= Tasks to carry out =
• A. Retype the passage on Microelectronics Group sales from "Zentrix also markets" to "under certain conditions.".
• B. For each statement, say yes or no according to the passage on Microelectronics Group sales, and quote the words that decide it: (i) The backlog of unshipped orders at December 31, 2000 was larger than at December 31, 1999. (ii) Government sales made up more than 1% of Microelectronics Group sales in 2000. (iii) Sales outside the United States made up a larger share of Microelectronics Group sales in 2000 than in 1998.

= Given passage =
=== Begin Enclosure ===
Zentrix produces electronic packaging, circuitry and powder metal products.
Zentrix also markets and distributes beryllia ceramics for Brush Ceramic
Products Inc. These products are used in wireless communications, automotive,
medical and aerospace applications. CBL Ltd. is a competitor in beryllia
ceramic. Other competitive materials include alumina, aluminum nitride and
composites.

MICROELECTRONICS GROUP -- SALES AND BACKLOG

The backlog of unshipped orders as of December 31, 2000, 1999 and 1998 was
$31,225,000, $20,283,000 and $11,606,000, respectively. Backlog is generally
represented by purchase orders that may be terminated under certain conditions.
The Company expects that, based on recent experience, substantially all of its
backlog of orders for this segment at December 31, 2000 will be filled during
2001.

Sales are made to approximately 1,200 customers. Government sales,
principally subcontracts, accounted for less than 0.1% of Microelectronics Group
sales in 2000, 1999 and 1998. Sales outside the United States, principally to
Western Europe, Canada and Asia, accounted for approximately 15% of
Microelectronics Group sales in 2000, 23% in 1999 and 25% in 1998. Other segment
reporting and geographic information set forth on page 41 in Note N to the
consolidated financial statements in the annual report to shareholders for the
year ended December 31, 2000 is incorporated herein by reference.
=== End Enclosure ===
= Record extracts =
=== Begin Enclosure ===
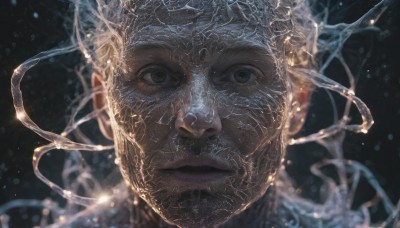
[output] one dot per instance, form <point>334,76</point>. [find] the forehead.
<point>196,24</point>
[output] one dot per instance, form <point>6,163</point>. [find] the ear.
<point>99,104</point>
<point>298,112</point>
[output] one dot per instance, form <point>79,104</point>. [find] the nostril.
<point>184,132</point>
<point>212,137</point>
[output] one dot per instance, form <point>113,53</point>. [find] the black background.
<point>28,27</point>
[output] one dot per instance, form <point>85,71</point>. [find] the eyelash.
<point>228,75</point>
<point>146,74</point>
<point>168,78</point>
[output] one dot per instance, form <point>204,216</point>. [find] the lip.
<point>197,171</point>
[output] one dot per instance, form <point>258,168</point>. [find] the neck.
<point>261,213</point>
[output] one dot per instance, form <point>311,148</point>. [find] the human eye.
<point>241,75</point>
<point>155,75</point>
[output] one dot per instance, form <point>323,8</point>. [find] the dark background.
<point>29,27</point>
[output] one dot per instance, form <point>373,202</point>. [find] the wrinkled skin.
<point>199,83</point>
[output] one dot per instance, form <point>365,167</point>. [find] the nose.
<point>198,116</point>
=== End Enclosure ===
= Answers per task =
• A.
Zentrix also markets and distributes beryllia ceramics for Brush Ceramic
Products Inc. These products are used in wireless communications, automotive,
medical and aerospace applications. CBL Ltd. is a competitor in beryllia
ceramic. Other competitive materials include alumina, aluminum nitride and
composites.

MICROELECTRONICS GROUP -- SALES AND BACKLOG

The backlog of unshipped orders as of December 31, 2000, 1999 and 1998 was
$31,225,000, $20,283,000 and $11,606,000, respectively. Backlog is generally
represented by purchase orders that may be terminated under certain conditions.

• B.
(i) Yes: "$31,225,000, $20,283,000 and $11,606,000, respectively"
(ii) No: "less than 0.1%"
(iii) No: "approximately 15% of Microelectronics Group sales in 2000, 23% in 1999 and 25% in 1998"